Introduction: Telomere biology disorders (TBDs) are characterized by abnormal telomere maintenance and a clinically heterogenous phenotype, including marrow failure, pulmonary fibrosis, cirrhosis, and malignancy predisposition. Treatment options are limited, including supportive care, androgens, and/or hematopoietic cell transplant (HCT). We have reported the results from a prospective phase I/II study for danazol therapy in a cohort of TBD patients (NCT01441037; Townsley et al, 2016). Here we present long-term follow-up.
Methods: Patients were treated with 800mg danazol, daily, for two years, with a primary biologic endpoint of telomere attrition (determined by qPCR). Inclusion criteria required age-adjusted telomere length (TL) ≤ 1st percentile and/or identified mutations in telomere maintenance plus one cytopenia and/or pulmonary fibrosis. Hematologic relapse, overall survival, and event free survival (requiring HCT, lung transplant, liver transplant, or death) were determined using Kaplan-Meier curves. In a subset of patients, error-corrected sequencing (ECS) with a customized panel was retrospectively performed to evaluate clonal hematopoiesis (CH at minimum VAF of 0.5%) in myeloid cancer and telomere related genes. Flow-FISH (RepeatDx) was performed in serial samples post-trial to measure TL during follow-up.

□ □ □ □ □

Actions to take
1. From the danazol study text, extract the passage starting at "Methods: Patients were" and ending at "TL during follow-up.".
2. Write what comes next in the text on danazol therapy for telomere biology disorders, picking up after its final sentence.
The entries that follow are separate material, unrelated to the danazol study text.

Supplied records
□ □ □ □ □

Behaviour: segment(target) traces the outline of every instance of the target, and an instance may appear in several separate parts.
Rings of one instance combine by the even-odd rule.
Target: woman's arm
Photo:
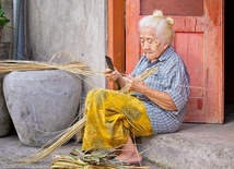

□ □ □ □ □

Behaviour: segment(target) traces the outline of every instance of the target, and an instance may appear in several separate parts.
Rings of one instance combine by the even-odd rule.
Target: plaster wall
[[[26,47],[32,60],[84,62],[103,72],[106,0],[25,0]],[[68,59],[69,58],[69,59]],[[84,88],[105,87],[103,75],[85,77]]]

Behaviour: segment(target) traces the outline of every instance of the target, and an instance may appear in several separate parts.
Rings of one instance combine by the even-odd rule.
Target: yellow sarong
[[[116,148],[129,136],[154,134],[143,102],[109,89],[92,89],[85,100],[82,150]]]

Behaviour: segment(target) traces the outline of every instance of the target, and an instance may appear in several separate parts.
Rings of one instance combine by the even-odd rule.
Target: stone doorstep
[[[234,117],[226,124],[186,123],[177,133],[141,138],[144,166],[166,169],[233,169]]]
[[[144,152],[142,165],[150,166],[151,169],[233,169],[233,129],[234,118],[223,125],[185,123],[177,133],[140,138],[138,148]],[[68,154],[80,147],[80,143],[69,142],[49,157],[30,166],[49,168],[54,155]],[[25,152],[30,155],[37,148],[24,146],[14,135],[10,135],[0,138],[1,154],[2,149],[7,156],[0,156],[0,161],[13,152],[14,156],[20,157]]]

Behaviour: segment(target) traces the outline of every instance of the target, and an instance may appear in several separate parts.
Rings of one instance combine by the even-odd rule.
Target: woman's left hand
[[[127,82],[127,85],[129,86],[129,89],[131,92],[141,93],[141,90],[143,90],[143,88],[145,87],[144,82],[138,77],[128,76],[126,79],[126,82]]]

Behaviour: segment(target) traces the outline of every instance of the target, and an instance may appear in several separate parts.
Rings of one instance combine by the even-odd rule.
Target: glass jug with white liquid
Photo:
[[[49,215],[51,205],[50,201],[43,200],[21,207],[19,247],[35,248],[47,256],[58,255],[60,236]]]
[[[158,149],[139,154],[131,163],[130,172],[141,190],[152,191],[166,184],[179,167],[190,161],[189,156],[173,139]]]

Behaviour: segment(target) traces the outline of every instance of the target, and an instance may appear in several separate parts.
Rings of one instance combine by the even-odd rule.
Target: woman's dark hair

□ □ □ □ □

Results by task
1.
Methods: Patients were treated with 800mg danazol, daily, for two years, with a primary biologic endpoint of telomere attrition (determined by qPCR). Inclusion criteria required age-adjusted telomere length (TL) ≤ 1st percentile and/or identified mutations in telomere maintenance plus one cytopenia and/or pulmonary fibrosis. Hematologic relapse, overall survival, and event free survival (requiring HCT, lung transplant, liver transplant, or death) were determined using Kaplan-Meier curves. In a subset of patients, error-corrected sequencing (ECS) with a customized panel was retrospectively performed to evaluate clonal hematopoiesis (CH at minimum VAF of 0.5%) in myeloid cancer and telomere related genes. Flow-FISH (RepeatDx) was performed in serial samples post-trial to measure TL during follow-up.

2.
Results: Of 26 evaluable patients, most had identifiable mutations in known TBD genes, including TERT (n=10), TERC (n=7), DKC1 (n=3), or RTEL1 (n=1); 6 had no germline variants identified. Pulmonary fibrosis was present in 13 cases, liver fibrosis in 6, and previously diagnosed solid cancers in 2 (not active at time of enrollment). Median follow-up time to last clinical evaluation was 3.3 years, with a range from 0.3 to 12.6 years. Half the cohort (n=13) had at least one post-trial follow-up visit after stopping danazol. After drug discontinuation, either per protocol at two years or when the study was halted for efficacy, the median time to hematologic relapse for responders (n=12) from time of danazol cessation was 1.6 years. Nine patients restarted danazol post-trial at a median dose of 200mg (range: 75-600mg) with hematologic response in 86% (n=7). Median EFS was 5.7 years. Median overall survival was 7.7 years with 62% of participants (n=16) known to have died at last follow-up; the most common known cause of death (n=10) was infection in 60% (n=6).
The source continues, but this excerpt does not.